*Supplied entries:*

==================================================

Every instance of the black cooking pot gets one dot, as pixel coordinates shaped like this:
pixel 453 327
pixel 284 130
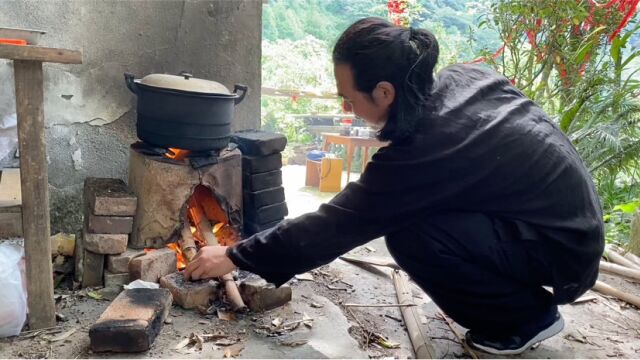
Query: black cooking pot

==================================================

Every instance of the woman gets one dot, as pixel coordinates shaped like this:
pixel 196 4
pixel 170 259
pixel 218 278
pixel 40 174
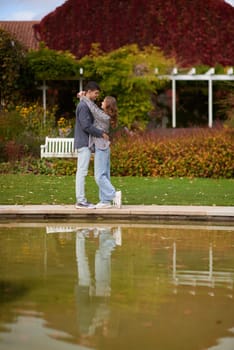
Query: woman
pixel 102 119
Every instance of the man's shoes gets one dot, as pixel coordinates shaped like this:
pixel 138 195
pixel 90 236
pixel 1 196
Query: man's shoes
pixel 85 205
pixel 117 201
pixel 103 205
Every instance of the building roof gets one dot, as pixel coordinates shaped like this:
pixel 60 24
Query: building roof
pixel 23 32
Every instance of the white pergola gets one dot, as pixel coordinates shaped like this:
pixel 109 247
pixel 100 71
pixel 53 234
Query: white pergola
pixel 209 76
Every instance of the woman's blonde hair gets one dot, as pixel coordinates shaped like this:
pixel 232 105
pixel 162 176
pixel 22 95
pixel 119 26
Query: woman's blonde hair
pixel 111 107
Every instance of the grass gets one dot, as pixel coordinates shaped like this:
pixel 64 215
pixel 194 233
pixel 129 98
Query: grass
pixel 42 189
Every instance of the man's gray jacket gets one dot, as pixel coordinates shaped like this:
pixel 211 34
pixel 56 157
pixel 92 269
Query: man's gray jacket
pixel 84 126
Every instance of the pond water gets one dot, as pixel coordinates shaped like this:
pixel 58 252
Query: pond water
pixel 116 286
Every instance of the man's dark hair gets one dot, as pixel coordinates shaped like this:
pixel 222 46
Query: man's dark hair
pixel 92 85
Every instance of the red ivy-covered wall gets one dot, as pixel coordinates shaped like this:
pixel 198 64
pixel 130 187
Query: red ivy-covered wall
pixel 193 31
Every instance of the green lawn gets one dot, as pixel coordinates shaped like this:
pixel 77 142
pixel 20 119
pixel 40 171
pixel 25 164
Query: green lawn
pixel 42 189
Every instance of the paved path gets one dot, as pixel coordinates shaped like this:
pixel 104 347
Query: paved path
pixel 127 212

==================================================

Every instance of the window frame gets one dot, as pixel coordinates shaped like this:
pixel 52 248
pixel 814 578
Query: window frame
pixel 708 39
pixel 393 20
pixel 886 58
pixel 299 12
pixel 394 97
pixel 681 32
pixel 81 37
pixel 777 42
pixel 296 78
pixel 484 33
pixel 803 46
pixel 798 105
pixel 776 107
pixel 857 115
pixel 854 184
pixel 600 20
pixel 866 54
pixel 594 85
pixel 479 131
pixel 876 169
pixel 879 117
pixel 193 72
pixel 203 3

==================================================

*Problem to work on:*
With the data above as the source, tally the lines that include the string "black", and give that figure alone.

*Worked solution:*
2